* _Your goal_: Output exactly, please, the lines of the records below from the one containing "447, row 4." through the final line.

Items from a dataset

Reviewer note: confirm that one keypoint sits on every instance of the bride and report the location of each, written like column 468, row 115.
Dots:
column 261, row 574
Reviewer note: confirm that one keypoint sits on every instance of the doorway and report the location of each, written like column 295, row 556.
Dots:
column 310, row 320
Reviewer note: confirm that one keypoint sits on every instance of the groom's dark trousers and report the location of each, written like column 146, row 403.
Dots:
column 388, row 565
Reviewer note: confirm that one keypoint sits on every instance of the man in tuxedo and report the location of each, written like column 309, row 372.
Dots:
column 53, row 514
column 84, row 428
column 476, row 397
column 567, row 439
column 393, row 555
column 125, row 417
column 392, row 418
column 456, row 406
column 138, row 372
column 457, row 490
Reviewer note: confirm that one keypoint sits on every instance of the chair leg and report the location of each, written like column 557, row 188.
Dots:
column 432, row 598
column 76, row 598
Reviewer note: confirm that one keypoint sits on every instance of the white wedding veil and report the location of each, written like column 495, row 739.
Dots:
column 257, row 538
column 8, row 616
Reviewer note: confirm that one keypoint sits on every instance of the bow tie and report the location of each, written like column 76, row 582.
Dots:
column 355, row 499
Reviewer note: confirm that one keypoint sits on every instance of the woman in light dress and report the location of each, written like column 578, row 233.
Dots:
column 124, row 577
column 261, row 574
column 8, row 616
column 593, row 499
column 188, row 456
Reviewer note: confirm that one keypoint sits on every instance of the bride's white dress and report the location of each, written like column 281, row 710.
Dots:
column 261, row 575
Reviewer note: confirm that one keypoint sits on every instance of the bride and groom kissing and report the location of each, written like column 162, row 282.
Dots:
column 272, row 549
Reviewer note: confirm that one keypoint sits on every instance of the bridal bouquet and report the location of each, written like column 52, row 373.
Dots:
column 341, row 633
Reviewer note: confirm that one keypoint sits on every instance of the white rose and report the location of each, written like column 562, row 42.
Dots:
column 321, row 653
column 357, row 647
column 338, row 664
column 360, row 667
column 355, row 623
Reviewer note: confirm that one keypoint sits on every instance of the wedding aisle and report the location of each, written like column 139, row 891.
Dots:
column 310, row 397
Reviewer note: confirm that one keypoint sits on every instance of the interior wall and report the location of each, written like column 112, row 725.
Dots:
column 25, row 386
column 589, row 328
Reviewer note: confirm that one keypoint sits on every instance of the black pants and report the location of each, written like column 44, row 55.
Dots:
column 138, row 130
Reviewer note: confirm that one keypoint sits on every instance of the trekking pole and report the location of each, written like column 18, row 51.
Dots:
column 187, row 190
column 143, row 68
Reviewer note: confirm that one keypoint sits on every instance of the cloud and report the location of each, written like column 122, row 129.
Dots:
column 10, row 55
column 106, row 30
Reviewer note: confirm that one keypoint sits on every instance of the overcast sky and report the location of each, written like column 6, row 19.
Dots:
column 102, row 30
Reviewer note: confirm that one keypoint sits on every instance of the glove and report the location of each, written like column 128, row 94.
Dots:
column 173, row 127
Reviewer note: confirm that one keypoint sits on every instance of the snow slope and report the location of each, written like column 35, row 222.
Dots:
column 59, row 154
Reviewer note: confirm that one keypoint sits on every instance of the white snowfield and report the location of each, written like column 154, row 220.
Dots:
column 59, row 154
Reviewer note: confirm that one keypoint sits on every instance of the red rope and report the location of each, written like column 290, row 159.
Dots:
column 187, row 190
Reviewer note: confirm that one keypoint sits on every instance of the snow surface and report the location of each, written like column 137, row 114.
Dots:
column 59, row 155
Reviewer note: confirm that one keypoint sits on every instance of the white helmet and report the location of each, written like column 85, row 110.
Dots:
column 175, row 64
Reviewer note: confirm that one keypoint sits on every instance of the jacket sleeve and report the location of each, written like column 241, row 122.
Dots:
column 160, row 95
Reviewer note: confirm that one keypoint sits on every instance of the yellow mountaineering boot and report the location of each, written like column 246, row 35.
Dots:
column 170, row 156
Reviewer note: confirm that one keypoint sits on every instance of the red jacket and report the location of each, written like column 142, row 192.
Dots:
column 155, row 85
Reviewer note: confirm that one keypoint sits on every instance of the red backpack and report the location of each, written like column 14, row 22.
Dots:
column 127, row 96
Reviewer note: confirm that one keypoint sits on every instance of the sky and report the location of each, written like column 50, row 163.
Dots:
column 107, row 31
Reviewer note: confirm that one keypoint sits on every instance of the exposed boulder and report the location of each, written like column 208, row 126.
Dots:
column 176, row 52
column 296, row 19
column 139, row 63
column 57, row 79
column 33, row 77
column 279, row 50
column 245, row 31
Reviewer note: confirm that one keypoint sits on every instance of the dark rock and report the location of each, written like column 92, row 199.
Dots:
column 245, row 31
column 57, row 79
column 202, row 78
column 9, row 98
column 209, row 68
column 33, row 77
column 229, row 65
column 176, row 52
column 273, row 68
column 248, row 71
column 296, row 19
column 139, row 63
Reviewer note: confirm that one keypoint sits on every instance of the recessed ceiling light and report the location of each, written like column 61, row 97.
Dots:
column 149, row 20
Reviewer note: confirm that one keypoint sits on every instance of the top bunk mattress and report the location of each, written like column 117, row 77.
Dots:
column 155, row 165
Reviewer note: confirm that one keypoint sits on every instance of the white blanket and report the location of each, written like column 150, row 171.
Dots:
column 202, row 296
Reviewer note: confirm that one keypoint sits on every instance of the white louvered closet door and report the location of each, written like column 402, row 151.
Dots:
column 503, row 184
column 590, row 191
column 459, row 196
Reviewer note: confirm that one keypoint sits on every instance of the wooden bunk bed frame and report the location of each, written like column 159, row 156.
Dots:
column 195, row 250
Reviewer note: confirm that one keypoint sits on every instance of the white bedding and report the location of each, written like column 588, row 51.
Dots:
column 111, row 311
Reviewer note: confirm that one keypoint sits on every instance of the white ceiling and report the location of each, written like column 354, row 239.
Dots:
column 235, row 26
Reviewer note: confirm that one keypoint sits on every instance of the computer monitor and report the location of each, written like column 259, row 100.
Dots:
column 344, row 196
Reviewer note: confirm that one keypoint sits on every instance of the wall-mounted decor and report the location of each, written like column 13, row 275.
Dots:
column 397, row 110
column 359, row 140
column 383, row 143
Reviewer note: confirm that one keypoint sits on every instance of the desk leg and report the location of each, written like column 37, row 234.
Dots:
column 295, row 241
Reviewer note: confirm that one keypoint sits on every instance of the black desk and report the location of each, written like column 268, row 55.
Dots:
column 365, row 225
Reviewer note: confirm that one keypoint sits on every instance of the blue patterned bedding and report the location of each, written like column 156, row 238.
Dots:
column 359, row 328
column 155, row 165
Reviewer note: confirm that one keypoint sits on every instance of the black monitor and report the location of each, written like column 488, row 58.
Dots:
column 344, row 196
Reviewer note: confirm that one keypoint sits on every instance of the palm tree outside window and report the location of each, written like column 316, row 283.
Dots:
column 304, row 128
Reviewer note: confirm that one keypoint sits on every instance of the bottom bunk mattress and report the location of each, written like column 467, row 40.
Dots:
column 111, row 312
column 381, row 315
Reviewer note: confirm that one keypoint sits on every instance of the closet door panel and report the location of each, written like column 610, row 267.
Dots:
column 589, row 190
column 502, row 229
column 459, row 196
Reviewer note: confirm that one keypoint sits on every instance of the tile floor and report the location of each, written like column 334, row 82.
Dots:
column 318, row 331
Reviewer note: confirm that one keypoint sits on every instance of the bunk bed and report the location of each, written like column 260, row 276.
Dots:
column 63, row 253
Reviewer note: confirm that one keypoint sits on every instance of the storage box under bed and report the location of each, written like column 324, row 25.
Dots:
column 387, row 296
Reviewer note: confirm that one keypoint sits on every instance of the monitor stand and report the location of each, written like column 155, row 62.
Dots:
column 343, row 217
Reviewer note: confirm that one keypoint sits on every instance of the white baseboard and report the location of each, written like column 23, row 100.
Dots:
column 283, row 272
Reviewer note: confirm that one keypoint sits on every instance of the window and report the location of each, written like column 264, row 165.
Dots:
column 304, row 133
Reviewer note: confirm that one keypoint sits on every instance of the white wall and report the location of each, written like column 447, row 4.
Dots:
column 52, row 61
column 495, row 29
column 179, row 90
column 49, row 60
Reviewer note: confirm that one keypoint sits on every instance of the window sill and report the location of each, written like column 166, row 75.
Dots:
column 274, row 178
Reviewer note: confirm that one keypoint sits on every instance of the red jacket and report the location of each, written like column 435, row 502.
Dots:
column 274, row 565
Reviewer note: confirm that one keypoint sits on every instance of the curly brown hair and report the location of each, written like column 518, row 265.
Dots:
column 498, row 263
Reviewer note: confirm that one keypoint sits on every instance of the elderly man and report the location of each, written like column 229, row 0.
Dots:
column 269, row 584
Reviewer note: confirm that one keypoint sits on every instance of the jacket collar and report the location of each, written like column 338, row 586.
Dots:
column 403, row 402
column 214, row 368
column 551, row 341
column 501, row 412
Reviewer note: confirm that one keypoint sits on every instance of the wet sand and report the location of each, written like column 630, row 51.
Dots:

* _Solution to this task_:
Reviewer note: confirm that one keypoint sits on every instance of the white wall and report the location of each, written like column 447, row 4.
Dots:
column 52, row 61
column 495, row 29
column 179, row 90
column 49, row 60
Reviewer note: confirm that one keypoint sits on every instance of the window sill and report the location of each, written like column 166, row 75.
Dots:
column 274, row 178
Reviewer note: confirm that one keypoint sits on every instance of the red jacket and report the location of each, written like column 435, row 502.
Dots:
column 274, row 565
Reviewer note: confirm that one keypoint sits on every instance of the curly brown hair and report the location of each, written like column 518, row 265.
Dots:
column 498, row 263
Reviewer note: confirm that one keypoint sits on every instance of the elderly man and report the location of each, written like column 229, row 0.
Dots:
column 269, row 584
Reviewer note: confirm that one keypoint sits on every instance of the jacket collar and report the location of each, written like column 338, row 586.
Dots:
column 403, row 402
column 214, row 368
column 551, row 341
column 501, row 412
Reviewer note: confirm that one keypoint sits on every instance of the wet sand and report the location of each, written like column 630, row 51.
Dots:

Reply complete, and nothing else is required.